AIM OF THE EXERCISE:
Give every line below again, exactly.

◆ ◆ ◆ ◆ ◆

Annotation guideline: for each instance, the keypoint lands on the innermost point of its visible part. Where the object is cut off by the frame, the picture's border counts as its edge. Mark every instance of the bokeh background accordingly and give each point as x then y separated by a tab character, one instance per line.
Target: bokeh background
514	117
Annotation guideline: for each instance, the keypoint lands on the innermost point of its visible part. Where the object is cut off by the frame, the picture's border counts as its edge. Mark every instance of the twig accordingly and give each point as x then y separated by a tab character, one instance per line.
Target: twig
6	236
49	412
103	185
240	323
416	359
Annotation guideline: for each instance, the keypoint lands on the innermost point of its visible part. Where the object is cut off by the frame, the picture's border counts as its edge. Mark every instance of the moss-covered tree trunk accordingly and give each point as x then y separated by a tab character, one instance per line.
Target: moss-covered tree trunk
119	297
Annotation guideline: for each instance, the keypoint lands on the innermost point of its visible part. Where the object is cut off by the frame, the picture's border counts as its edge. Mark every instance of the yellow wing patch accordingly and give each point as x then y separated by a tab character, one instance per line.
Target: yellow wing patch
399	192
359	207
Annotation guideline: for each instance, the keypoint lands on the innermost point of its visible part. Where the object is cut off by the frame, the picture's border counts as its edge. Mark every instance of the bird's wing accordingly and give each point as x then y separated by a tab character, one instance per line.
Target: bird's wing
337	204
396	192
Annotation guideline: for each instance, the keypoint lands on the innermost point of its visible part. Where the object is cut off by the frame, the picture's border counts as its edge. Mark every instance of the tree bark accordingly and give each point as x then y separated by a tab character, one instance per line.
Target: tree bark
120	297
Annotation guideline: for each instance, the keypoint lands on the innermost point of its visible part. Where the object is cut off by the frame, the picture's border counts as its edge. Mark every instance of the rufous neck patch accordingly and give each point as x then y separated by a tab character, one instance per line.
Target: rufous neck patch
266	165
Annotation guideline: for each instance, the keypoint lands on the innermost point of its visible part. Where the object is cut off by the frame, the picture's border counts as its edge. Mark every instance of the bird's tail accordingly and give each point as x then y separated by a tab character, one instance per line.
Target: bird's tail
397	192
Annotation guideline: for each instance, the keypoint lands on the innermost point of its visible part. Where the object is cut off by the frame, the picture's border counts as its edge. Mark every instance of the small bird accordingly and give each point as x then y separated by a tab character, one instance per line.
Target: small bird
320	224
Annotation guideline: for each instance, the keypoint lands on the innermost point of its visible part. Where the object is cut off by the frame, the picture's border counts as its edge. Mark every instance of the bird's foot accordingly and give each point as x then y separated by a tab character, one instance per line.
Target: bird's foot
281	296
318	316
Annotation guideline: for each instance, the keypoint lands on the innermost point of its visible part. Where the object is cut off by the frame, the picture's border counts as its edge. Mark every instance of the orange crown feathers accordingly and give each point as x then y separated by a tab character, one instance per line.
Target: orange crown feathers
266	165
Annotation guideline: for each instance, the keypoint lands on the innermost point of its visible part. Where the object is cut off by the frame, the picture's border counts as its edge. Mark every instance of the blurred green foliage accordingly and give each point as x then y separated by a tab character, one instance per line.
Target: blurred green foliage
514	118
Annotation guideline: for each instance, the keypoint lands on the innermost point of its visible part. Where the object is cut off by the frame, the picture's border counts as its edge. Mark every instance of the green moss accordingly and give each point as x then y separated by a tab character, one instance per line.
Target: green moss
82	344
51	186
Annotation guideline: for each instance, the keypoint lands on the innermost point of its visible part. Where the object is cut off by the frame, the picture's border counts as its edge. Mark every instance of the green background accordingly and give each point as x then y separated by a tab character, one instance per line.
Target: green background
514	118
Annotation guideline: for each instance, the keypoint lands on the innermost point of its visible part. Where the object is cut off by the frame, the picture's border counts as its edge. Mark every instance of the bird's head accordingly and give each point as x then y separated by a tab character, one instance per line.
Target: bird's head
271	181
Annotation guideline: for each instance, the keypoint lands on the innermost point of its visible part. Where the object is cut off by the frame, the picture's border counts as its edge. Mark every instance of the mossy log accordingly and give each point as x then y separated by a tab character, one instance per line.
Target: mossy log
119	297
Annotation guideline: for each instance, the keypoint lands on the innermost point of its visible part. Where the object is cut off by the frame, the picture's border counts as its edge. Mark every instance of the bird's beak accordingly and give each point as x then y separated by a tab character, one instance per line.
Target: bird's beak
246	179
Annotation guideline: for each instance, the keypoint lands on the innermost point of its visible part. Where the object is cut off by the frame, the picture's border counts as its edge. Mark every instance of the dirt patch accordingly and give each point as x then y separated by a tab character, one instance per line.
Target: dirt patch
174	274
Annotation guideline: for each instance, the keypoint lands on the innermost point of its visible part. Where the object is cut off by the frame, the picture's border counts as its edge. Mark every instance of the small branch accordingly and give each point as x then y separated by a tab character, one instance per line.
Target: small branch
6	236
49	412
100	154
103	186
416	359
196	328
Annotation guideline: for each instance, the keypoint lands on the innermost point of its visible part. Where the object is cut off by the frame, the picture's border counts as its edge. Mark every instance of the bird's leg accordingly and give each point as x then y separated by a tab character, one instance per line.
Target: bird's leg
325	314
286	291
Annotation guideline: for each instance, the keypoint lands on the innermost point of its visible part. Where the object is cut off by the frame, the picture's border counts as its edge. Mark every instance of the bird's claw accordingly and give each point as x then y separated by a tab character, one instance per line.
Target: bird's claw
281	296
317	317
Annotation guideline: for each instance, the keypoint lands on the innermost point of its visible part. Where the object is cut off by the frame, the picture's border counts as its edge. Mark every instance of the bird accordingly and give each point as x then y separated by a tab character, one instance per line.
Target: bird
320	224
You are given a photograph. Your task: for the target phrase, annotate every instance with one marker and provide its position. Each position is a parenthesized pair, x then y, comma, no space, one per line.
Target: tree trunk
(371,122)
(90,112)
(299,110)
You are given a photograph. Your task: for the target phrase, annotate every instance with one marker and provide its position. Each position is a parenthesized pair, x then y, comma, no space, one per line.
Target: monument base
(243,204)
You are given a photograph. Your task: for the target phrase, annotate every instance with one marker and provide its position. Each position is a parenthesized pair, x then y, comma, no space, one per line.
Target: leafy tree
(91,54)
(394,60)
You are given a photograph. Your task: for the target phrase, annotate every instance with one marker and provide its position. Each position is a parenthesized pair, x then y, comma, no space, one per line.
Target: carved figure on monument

◆ ◆ ◆ ◆ ◆

WRITTEN SOLUTION:
Annotation guideline: for each instance, the keypoint lands on the innermost point of its visible part. Where the object is cut off by the frame, the picture's border counts as its edge. Mark every instance of the bokeh background accordingly and give each point as x then y separated by a tab character, one instance per line.
Target: bokeh background
514	117
Annotation guideline: for each instance, the keypoint lands on the innermost point of its visible part. Where the object is cut off by the frame, the picture's border counts as its edge. Mark every instance of the twig accordingly and give each point as x then y separated by a tab character, one instance per line.
Target: twig
6	236
49	412
103	185
240	323
416	359
Annotation guideline: for each instance, the keypoint lands on the innermost point of its visible part. Where the object is cut off by the frame, the picture's border counts as its edge. Mark every instance of the moss-covered tree trunk accordingly and give each point as x then y separated by a tab character, one instance per line.
Target: moss-covered tree trunk
119	297
Annotation guideline: for each instance, the keypoint lands on the innermost point of its visible part. Where the object is cut off by the frame, the picture's border counts as its edge. Mark every instance of the yellow wing patch accordingly and give each point as x then y separated by a tab character, one instance per line.
Target: yellow wing patch
399	192
359	207
Annotation guideline: for each instance, the keypoint lands on the innermost point of its visible part. Where the object is cut off by the frame, the picture's border counts as its edge. Mark every instance of the bird's wing accordingly and give each point as x then y separated by a tab character, one instance per line.
Target: bird's wing
337	204
396	192
Annotation guideline: for each instance, the keypoint lands on the innermost point of its visible part. Where the object is cut off by the frame, the picture's border counts as its edge. Mark every instance of the tree bark accordingly and give each point as x then y separated by a tab character, one instance per line.
Target: tree bark
120	297
Annotation guideline: for each instance, the keypoint lands on the innermost point of its visible part. Where the object is cut off by the frame, the picture's border counts as its edge. Mark every instance of the rufous neck patch accordingly and give each point as x then y separated by a tab character, one instance per line.
Target: rufous neck patch
266	165
Annotation guideline: for each instance, the keypoint lands on the innermost point of its visible part. Where the object is cut off by the frame, the picture's border counts as its edge. Mark every instance of the bird's tail accordingly and give each point as x then y separated by a tab character, one instance per line.
Target: bird's tail
397	192
Annotation guideline: for each instance, the keypoint lands on the innermost point of its visible part. Where the object is cut off by the frame, the picture's border counts as its edge. Mark every instance of the small bird accordingly and give each point as x then y separated by a tab character, one instance per line.
Target: small bird
320	224
Annotation guideline: for each instance, the keypoint lands on the innermost point of its visible part. Where the object is cut off by the frame, the picture's border counts as its edge. Mark every instance of the bird's foot accordingly and give each point as x then y separated by a tab character, one instance per line.
Target: bird's foot
281	296
318	316
Annotation guideline: for each instance, the keypoint lands on the innermost point of its visible part. Where the object is cut off by the frame, the picture's border counts as its edge. Mark every instance of the orange crown feathers accordingly and give each point as x then y separated by a tab character, one instance per line.
Target: orange crown feathers
266	165
Annotation guideline: for each instance, the keypoint lands on the innermost point of its visible part. Where the object is cut off by the frame, the picture's border counts as its edge. Mark every instance of the blurred green foliage accordingly and give each point as x then y separated by a tab character, one instance per line.
Target: blurred green foliage
514	118
Annotation guideline: for each instance, the keypoint lands on the innermost point of its visible part. Where the object is cut off by the frame, the picture's border counts as its edge. Mark every instance of the green moss accordingly and give each point as x then y separated by a tab character, one instance per line.
Target: green moss
82	344
51	186
Annotation guideline: for each instance, the keypoint lands on the innermost point of its visible part. Where the object is cut off by the frame, the picture's border counts as its edge. Mark every instance of the green background accordingly and give each point as x then y separated by a tab character, one instance per line.
Target: green background
514	118
Annotation guideline: for each instance, the keypoint lands on the innermost point of its visible part. Where the object is cut off by the frame, the picture's border counts as its edge. Mark every instance of the bird's head accordingly and give each point as x then y separated by a tab character, one instance per line.
Target: bird's head
271	181
Annotation guideline: for each instance, the keypoint lands on the innermost point of its visible part. Where the object is cut off by the frame, the picture's border counts as its edge. Mark every instance of the mossy log accordingly and give each point as x then y separated by a tab character, one instance per line.
Target: mossy log
119	297
Annotation guideline: for each instance, the keypoint lands on the innermost point of its visible part. Where the object is cut off by the frame, the picture's border counts as its edge. Mark every instance of the bird's beak accordingly and give each point as x then y separated by a tab character, one instance per line.
Target: bird's beak
246	179
Annotation guideline: for each instance, the keypoint lands on the innermost point of its visible part. Where the object is cut off by the frame, the picture's border counts as its edge. Mark every instance of the dirt patch accordingly and give each point as x then y separated by a tab character, one instance per line.
Target: dirt patch
174	274
Annotation guideline: for each instance, the keypoint lands on the innermost point of its visible part. Where the object is cut off by the frame, the picture's border counts as its edge. Mark every instance of the small branch accordingly and give each point as x then y separated by a tab character, one instance per line.
Target: small branch
6	236
49	412
100	154
103	186
416	359
196	328
Annotation guideline: for each instance, the keypoint lands on the innermost point of its visible part. Where the object is cut off by the frame, the picture's border counts as its edge. Mark every instance of the bird's leg accordingly and give each point as x then y separated by a tab character, one instance per line.
Target: bird's leg
325	314
286	291
Annotation guideline: for each instance, the keypoint lands on the innermost point of its visible part. Where the object is cut off by the frame, the picture's border counts as its edge. Mark every instance of the bird's claw accordingly and give each point as x then y separated by a tab character, one instance per line.
Target: bird's claw
281	296
317	317
Annotation guideline: for each instance, the keypoint lands on the innermost point of its visible part. Where the object is cut off by the frame, the picture's border counts as its edge. Mark every instance of the bird accordingly and give each point as x then y separated by a tab character, one instance per line.
Target: bird
320	224
You are given a photograph. Your task: for the target phrase, annotate every instance with one marker and provide its position. Each position is a parenthesized pair, x then y, comma, no space, one per line.
Target: tree trunk
(371,122)
(90,112)
(299,110)
You are given a photograph. Your task: for the target phrase, annotate every instance with one marker and provide its position. Each position is a parenthesized pair, x then y, comma, no space, one per line.
Target: monument base
(243,204)
You are given a photograph. Your task: for the target phrase, annotate every instance with one marker and provide its position. Each position is a parenthesized pair, x then y, comma, no space, one per line.
Target: leafy tree
(91,54)
(394,60)
You are given a photograph. Your task: for the target phrase, annotate every instance with one marker and provide its position. Each position is a parenthesized pair, x then y, comma, no space, one per line.
Target: carved figure on monument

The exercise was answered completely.